**Page text**
* * *

Sunday, February 16, 2025

Jesus was raised from the dead. So what?

The apostle Paul had founded the church in Corinth, Greece, and discovered after he left that over time some problems had arisen in the church. One of these problems was a profound misunderstanding of the meaning of resurrection.

Paul explained to the Corinthians at the beginning of the letter that teaching Christ was raised from the dead would seem like foolishness to people who thought themselves well educated and full of wisdom, but that for those being saved it is the power of God.

But here’s the problem: the Corinthians did not understand resurrection conceptually. They seemed to think that the whole point of Christian faith was the resurrection of Jesus and only Jesus. They had made Jesus’ resurrection the stopping point of their faith. Paul knew that Jesus’ resurrection is beginning point, not the ending point, of Christian faith.

Jesus's tomb was empty. So what?

So Paul ends his letter to answer the “So what?” of Jesus’ resurrection, to correct the misunderstanding that Easter, by itself, is all that Christian faith is about. There were a lot of other issues Paul covered in the letter, this one was central. Here is what Paul wrote:

1 Cor. 15:12-20

12It is proclaimed that Christ has been raised from the dead, so how can some of you say that there is no resurrection of the dead? 13If there is no resurrection of the dead, then Christ was not raised, either. 14And if Christ was not raised, our preaching is useless and so is your faith. 15Moreover, we are liars about God, for we have staked our reputations that God raised Christ from the dead. But he did not raise him if all the dead are not raised. 16For if all the dead are not raised, then neither has Christ been raised. 17And if Christ has not been raised, your faith does you no good because you’re still in your sins. 18That means that those who died believing in Christ are gone forever. 19If Christ matters only for this life, we are more pitiful than anyone else. 20But Christ really has been raised from the dead; he was the first to be raised of all the dead.

Let’s remember that the concept of resurrection from death was alien to the pagan world, where stories of a mythical or divine figure dying and living again would not even appear for at least 150 years after Jesus lived. That the Corinthian Christians did not quite grasp the concept is understandable.

* * *

**Required task A**
In the quoted passage of the resurrection post, which verses begin with "If" or "And if"? Give each one's number and quote the whole verse.
**Required task B**
Return a stretch of the resurrection post word for word: begin at the words that have "Jesus was raised" and stop after "meaning of resurrection.".
**Required task C**
Take the resurrection post further, continuing after its last sentence.
You won't need the lines that come after this post.

**Data provided**
* * *

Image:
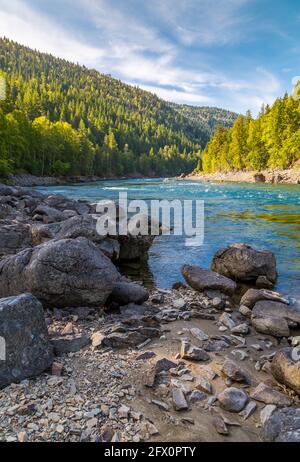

* * *

**Task answer A**
Verse 13: "If there is no resurrection of the dead, then Christ was not raised, either."
Verse 14: "And if Christ was not raised, our preaching is useless and so is your faith."
Verse 17: "And if Christ has not been raised, your faith does you no good because you’re still in your sins."
Verse 19: "If Christ matters only for this life, we are more pitiful than anyone else."

**Task answer B**
Jesus was raised from the dead. So what?

The apostle Paul had founded the church in Corinth, Greece, and discovered after he left that over time some problems had arisen in the church. One of these problems was a profound misunderstanding of the meaning of resurrection.

**Task answer C**
But what about us? For most of my life I was taught and believed that the Christian faith stands or falls based on the resurrection of Jesus. And in fact it does – as Paul emphasizes, if Christ has not been raised then we Christians are pathetic people because what we profess to believe would be false and we are still unredeemed of our sins and we just lie to each other at funerals because even “those who died believing in Christ are gone forever.”

Yet that is just the beginning point of what “resurrection” means. So, Paul teaches what the resurrection of Jesus means in the grander scheme of things. Jesus’s resurrection is the guarantee of a promise.

The resurrection that matters most of all, says Paul, is the general resurrection, yet to come, of all the dead. In this letter and in others, Paul is very clear that just as Jesus was raised from the dead, so will all of us. And that resurrection is really what is at the center of Christian faith.

The people in Corinth made a basic mistake: they did indeed profess that Christ was raised, but they dismissed the whole notion that all the dead would be raised. Paul explains that you can’t have one without the other. "How can some of you say that there is no resurrection of the dead?" Paul asked. "If there is no resurrection of the dead, then Christ was not raised, either."

Paul was trying to explain that resurrection of the dead is a general category into which the resurrection of Jesus was a specific example. The Corinthians accepted the specific example but rejected the category.

It would be like saying, "I know that every October 31 kids go trick or treating, but there is no such thing as Halloween."

Or, "I have a basset hound, but there is no such thing in general as dogs."

Or "I watch the Daytona 500, but there is no such thing as NASCAR racing."

You can’t have the one without the other.

That Christ was raised was a real event, Paul wants to make that clear. But if Jesus’ resurrection is ripped away from its context of the general resurrection of all the dead, then Paul knows we are professing Christ for "this life only," and that’s just pitiful. Divorced from the resurrection of all the dead, the meaning and power of Jesus’ resurrection is lost, Paul says. Simply affirming Jesus’ resurrection cannot bring us to God, anyway. As Paul’s co-apostle James wrote, even the demons know that Jesus was raised.

Paul concludes this passage this way:

1.    Jesus really has been raised from the dead. He does not linger on that point because the Corinthians already believed it. But he restates it to set the grounds for what that means, which is:

2.    Jesus was the first to be raised of all the dead.

In the resurrection of Christ, Paul says, the general resurrection of the dead has already begun. That’s why the Corinthians were so profoundly in error about what Christ’s resurrection meant and why they were at risk of still being lost in their sins.

The fundamental promise of God is that he will bring human beings into reconciliation with himself and preserve the redeemed to live with him forever. The dead will be raised to a new life as the way God accomplishes this when, as the Scriptures put it, "Christ puts all things under his feet."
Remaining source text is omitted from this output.